Bronfragment.
De voorwaarden voor niet-conventionele monetaire beleidsmaatregelen

PARIS – De wijdverbreide introductie van niet-conventionele monetaire beleidsmaatregelen door de grote centrale banken is kenmerkend geweest voor de mondiale financiële crisis. We hebben onder meer krachtiger kredietsteun gezien, versoepeling van de kredietvoorwaarden, 'kwantitatieve versoepeling' (het opkopen van staatsobligaties), interventies op de valuta- en effectenmarkten en liquiditeitsinjecties – om maar een paar van de genomen maatregelen te noemen.

Opdrachten.
1/ Kopieer woordelijk het stuk uit de tekst over niet-conventioneel monetair beleid dat begint bij "PARIS – De wijdverbreide" en eindigt bij "maatregelen te noemen.".
2/ Pak de tekst over niet-conventionele monetaire maatregelen op waar die ophoudt en schrijf hem verder.
De regels die na deze tekst komen, doen hier niet ter zake.

Gegevensblok.

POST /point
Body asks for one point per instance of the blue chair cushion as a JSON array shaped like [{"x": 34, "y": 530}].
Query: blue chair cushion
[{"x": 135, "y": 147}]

Antwoorden per opdracht.
1/
PARIS – De wijdverbreide introductie van niet-conventionele monetaire beleidsmaatregelen door de grote centrale banken is kenmerkend geweest voor de mondiale financiële crisis. We hebben onder meer krachtiger kredietsteun gezien, versoepeling van de kredietvoorwaarden, 'kwantitatieve versoepeling' (het opkopen van staatsobligaties), interventies op de valuta- en effectenmarkten en liquiditeitsinjecties – om maar een paar van de genomen maatregelen te noemen.

2/
Sommigen zien deze maatregelen als de voortzetting van het standaardbeleid met andere middelen. Als de nominale rente niet verder kan worden verlaagd, nemen de centrale banken hun toevlucht tot andere instrumenten om het monetair beleid vorm te geven. Ze zijn aan het einde van de weg gekomen en schakelen op hun vierwielaandrijving over: ze breiden hun balansen uit en geven liquiditeitsinjecties om de structuur van rentes en rendementen te beïnvloeden en op die manier de vraag te stimuleren. Maar als de centrale banken naar de gewone weg terugkeren – dwz: als ze de ongebruikelijke maatregelen loslaten – moeten ze eerst het niet-conventionele beleid ongedaan maken voordat ze de rente weer kunnen laten stijgen.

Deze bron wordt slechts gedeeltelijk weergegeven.